→ Условие задачи
Ответьте, пожалуйста, на вопросы по отрывку о Чатто:
1. Как звали Чаттопадхайя товарищи по борьбе?
2. В какую страну партия отправила его, когда на него устроили охоту?
3. Кто после смерти Хемингуэя опубликовал часть материалов его архива?
=== Текст для чтения ===
Не единственную, но одну из причин этого я узнал позднее. Я расскажу о ней на примере судьбы одного из видных борцов за освобождение Индии от колониального гнета. Его имя Чаттопадхайя, товарищи по борьбе звали его «Чатто» (сходно с тем, как Эрнесто Че Гевару называли просто «Че»). В юные годы он совершил покушение на вице-короля (наместника в Индии) и был приговорен к смертной казни. Однако казнь ему заменили каторгой, чтобы как-то смягчить волну возмущения, вызванную расправой колонизаторов над мирной демонстрацией в Амритсаре. С каторги он прислал заявление с признанием ошибочности своего поступка. Довольные этим англичане выпустили его на свободу. Но он тут же выступил с заявлением, что его неправильно поняли. Он вовсе не против убийства тирана. Но, став на каторге коммунистом, он согласен с коммунистами в том, что практика индивидуального террора бесперспективна, не может дать для освобождения эффективного результата.
Тогда хозяева положения устроили за ним форменную охоту — за короткое время на него было организовано несколько покушений. Партия нашла остроумный выход: его отправили не куда-нибудь, а в Англию. Там его, естественно, не искали, но революционер не может жить без дела, — через некоторое время он невольно выявил себя сам. Пришлось бежать от преследований на континент. В период краткого пребывания в Париже Чатто сблизился с бывшим там Хемингуэем (что, как увидим, важно для рассказа о судьбе Чаттопадхайя). Потом он работал в Австрии, откуда после прихода туда нацистов вновь бежал — теперь уже в Советский Союз. Здесь он был активным работником в секции Коминтерна, но через некоторое время его репрессировали, — он исчез, объявленный врагом, агентом иностранных разведок.
После смерти Хемингуэя его вдова опубликовала часть материалов его архива, в том числе некоторые неотправленные письма. В одном из них сказано, что в бытность в Париже Хемингуэй познакомился с интересным человеком, индийским революционером по имени Чатто. Потом они расстались, и он ничего не знал о судьбе этого индийца. Однако, читая мемуары одного из британских контрразведчиков, он с изумлением нашел там такие строки: «Много лет мы безуспешно охотились за Чатто, и лишь с большим трудом нам удалось наконец свести с ним счеты в Советском Союзе».
=== Исходные данные ===
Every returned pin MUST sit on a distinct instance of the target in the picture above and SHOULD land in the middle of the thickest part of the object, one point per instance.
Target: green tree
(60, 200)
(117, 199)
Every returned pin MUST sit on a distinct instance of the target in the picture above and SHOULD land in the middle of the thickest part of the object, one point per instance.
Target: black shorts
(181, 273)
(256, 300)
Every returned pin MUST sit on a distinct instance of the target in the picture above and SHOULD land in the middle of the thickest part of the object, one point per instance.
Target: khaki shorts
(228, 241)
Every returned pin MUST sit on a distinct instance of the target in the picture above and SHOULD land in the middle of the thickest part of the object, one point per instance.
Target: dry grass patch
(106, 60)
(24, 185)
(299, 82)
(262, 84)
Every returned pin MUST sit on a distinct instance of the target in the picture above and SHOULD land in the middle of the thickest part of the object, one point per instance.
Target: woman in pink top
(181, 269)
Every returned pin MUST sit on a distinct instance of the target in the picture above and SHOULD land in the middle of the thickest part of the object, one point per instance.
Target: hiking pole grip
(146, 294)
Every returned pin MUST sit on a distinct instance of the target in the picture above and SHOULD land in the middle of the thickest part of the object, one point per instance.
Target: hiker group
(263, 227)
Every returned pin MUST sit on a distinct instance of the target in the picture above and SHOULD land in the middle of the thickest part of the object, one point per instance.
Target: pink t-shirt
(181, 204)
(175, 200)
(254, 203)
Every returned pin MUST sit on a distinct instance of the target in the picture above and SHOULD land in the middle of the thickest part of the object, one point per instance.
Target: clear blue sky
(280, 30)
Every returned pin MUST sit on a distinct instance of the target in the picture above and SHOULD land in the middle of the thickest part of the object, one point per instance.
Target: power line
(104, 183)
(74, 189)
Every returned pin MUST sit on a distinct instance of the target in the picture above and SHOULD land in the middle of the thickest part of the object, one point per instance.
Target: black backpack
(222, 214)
===
→ Письменный ответ
1. «Чатто».
2. В Англию.
3. Вдова Хемингуэя.